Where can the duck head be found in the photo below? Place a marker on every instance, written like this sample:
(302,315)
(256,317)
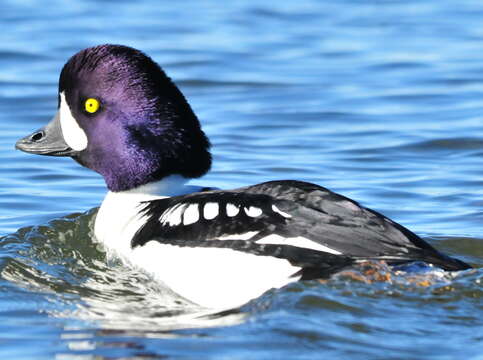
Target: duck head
(121,116)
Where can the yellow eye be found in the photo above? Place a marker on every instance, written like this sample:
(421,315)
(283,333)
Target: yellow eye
(92,105)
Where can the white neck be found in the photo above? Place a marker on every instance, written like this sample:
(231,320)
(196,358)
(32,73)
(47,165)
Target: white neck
(173,185)
(118,218)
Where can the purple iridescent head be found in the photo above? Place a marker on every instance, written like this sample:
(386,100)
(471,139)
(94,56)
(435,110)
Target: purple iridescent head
(120,115)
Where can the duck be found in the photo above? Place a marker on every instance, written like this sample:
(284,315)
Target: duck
(121,116)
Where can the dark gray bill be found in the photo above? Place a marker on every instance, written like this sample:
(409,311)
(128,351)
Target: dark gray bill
(46,141)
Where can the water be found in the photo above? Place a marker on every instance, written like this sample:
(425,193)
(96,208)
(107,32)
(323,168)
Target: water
(381,102)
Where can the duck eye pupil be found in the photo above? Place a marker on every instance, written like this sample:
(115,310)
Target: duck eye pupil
(91,105)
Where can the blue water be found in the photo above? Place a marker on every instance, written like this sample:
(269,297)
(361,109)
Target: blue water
(381,102)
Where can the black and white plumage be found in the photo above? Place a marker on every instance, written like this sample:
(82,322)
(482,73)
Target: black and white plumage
(121,116)
(298,221)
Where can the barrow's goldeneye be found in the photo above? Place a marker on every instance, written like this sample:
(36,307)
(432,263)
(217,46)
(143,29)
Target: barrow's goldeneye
(121,116)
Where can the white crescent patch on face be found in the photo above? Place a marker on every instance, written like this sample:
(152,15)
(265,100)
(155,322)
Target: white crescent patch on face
(74,136)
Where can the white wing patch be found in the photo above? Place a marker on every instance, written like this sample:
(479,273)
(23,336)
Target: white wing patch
(246,236)
(298,241)
(232,210)
(253,211)
(210,211)
(73,134)
(278,211)
(191,214)
(172,217)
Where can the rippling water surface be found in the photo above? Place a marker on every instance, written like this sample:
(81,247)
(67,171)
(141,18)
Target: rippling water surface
(382,102)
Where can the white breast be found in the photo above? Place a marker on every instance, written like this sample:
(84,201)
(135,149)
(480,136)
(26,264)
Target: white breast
(210,277)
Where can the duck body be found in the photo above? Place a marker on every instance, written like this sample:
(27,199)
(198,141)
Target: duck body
(121,116)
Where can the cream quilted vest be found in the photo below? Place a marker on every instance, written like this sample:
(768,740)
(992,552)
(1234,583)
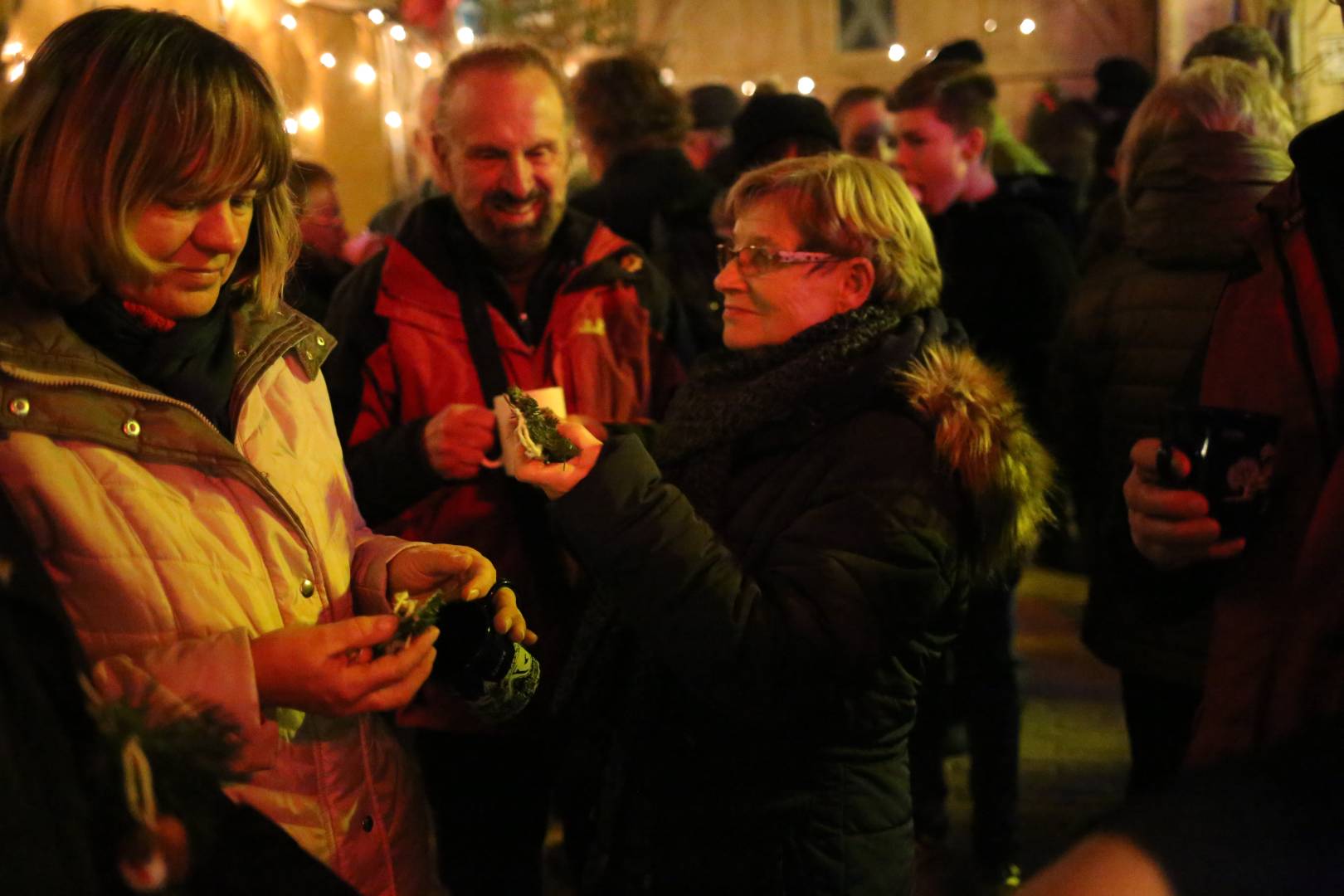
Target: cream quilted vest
(171,548)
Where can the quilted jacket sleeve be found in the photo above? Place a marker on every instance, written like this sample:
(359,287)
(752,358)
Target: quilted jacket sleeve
(852,578)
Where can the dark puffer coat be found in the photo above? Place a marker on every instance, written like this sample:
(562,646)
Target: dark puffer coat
(745,680)
(1127,340)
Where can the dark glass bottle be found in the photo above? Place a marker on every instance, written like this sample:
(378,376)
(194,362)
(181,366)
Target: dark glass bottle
(494,674)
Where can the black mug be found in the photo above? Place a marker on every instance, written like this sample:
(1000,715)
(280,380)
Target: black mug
(1231,458)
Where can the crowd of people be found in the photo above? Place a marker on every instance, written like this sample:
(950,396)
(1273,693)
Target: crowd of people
(830,377)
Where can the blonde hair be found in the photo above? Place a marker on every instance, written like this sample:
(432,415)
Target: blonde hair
(854,207)
(1214,95)
(119,109)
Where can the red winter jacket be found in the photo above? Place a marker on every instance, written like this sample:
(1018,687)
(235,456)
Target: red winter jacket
(403,356)
(1277,652)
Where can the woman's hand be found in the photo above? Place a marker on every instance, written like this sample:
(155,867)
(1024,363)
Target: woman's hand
(461,572)
(325,668)
(509,618)
(558,479)
(1171,527)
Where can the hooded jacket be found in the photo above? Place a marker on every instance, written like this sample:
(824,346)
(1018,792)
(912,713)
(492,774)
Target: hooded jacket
(1129,338)
(1277,649)
(171,548)
(743,684)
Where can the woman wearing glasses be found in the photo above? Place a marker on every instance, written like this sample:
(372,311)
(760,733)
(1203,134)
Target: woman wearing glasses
(772,586)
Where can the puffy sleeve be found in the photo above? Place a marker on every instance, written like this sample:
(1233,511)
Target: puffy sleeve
(849,570)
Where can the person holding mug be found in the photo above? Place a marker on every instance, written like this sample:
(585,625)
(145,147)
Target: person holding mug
(774,582)
(168,442)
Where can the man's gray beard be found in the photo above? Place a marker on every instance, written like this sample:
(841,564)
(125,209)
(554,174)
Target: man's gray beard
(516,247)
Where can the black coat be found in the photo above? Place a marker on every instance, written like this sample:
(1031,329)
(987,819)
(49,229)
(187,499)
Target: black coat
(1131,336)
(745,687)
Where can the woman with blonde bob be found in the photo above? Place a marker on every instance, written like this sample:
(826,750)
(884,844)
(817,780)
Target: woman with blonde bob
(168,442)
(1199,155)
(773,585)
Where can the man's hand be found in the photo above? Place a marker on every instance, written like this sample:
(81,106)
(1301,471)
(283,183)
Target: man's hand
(1171,527)
(558,479)
(327,668)
(461,572)
(457,438)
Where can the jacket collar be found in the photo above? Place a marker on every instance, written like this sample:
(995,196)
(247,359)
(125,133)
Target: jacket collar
(39,353)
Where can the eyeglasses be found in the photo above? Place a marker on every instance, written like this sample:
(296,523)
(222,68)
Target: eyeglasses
(756,260)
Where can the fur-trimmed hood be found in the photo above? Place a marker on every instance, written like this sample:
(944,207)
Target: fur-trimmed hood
(981,434)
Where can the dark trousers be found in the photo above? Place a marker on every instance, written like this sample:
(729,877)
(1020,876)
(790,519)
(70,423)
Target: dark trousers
(491,796)
(984,685)
(1160,719)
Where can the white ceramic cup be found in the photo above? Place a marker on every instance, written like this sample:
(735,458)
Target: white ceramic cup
(552,397)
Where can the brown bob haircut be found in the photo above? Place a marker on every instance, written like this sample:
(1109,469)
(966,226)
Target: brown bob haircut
(622,105)
(960,93)
(123,108)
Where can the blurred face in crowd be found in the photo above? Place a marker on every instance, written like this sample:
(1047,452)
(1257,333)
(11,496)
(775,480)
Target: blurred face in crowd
(505,160)
(933,158)
(199,242)
(767,303)
(321,222)
(867,129)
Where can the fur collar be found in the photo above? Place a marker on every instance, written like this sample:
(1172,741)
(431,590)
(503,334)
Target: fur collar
(858,360)
(981,436)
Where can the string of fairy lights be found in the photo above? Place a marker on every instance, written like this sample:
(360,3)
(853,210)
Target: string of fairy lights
(286,17)
(895,52)
(422,56)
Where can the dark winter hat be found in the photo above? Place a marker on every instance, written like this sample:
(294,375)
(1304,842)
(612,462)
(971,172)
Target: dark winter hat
(964,50)
(769,121)
(713,106)
(1121,82)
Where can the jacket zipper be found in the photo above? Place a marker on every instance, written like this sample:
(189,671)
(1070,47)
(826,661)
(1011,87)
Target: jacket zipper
(258,480)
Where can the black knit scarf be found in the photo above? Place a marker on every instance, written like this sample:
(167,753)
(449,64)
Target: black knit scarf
(734,394)
(194,362)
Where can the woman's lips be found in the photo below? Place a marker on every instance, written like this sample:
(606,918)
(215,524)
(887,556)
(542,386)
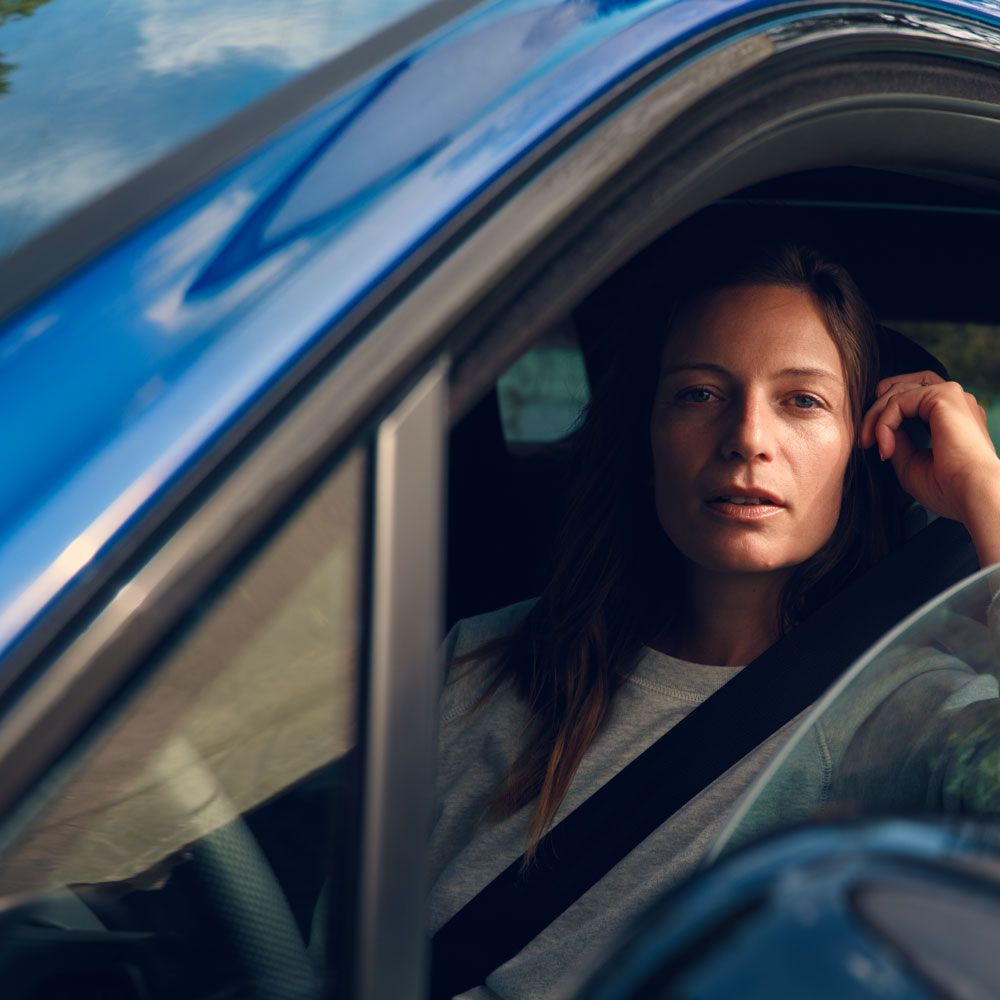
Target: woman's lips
(743,508)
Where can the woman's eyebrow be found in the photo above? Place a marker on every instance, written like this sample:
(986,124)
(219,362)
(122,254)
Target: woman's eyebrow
(721,370)
(701,366)
(812,373)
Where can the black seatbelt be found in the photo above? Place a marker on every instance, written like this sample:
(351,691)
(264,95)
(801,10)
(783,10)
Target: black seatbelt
(522,901)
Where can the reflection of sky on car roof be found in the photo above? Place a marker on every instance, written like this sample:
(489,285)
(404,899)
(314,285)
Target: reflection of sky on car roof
(95,96)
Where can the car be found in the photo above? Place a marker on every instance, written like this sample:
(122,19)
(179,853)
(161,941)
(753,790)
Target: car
(297,308)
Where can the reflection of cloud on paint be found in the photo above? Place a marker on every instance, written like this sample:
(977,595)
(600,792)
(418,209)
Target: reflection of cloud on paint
(200,234)
(182,36)
(38,192)
(172,311)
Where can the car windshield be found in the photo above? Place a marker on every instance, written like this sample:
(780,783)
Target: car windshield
(92,93)
(913,727)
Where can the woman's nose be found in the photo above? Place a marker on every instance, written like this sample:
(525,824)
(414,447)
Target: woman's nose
(750,433)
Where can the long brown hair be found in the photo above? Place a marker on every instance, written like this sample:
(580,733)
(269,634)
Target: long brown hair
(615,572)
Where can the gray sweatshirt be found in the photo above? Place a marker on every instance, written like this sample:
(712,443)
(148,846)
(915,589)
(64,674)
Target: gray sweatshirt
(478,746)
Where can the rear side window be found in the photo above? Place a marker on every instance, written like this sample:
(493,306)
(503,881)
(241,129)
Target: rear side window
(202,841)
(542,394)
(971,353)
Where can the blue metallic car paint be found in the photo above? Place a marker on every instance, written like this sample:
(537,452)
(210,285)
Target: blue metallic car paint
(151,351)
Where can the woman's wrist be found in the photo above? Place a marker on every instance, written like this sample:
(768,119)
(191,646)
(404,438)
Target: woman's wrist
(982,518)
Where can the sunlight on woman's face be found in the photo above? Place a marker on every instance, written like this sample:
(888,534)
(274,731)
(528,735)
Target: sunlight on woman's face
(750,431)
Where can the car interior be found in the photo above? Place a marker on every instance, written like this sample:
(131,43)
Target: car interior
(923,248)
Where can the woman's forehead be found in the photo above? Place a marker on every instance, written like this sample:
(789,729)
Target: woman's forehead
(764,328)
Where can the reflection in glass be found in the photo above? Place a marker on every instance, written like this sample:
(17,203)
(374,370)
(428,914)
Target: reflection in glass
(913,727)
(209,814)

::::::::

WHAT IS BEING ASKED: All lines of the material that contain the word "below" should be listed.

RESPONSE AREA:
Where can the duck head be found in the photo below? Place a marker on every instance, written like this sample:
Where can the cream quilted vest be found in the photo below? Place a marker on every instance, written like this sample:
Where can the woman's lips be found in the photo below? Place a marker on every instance, written like this sample:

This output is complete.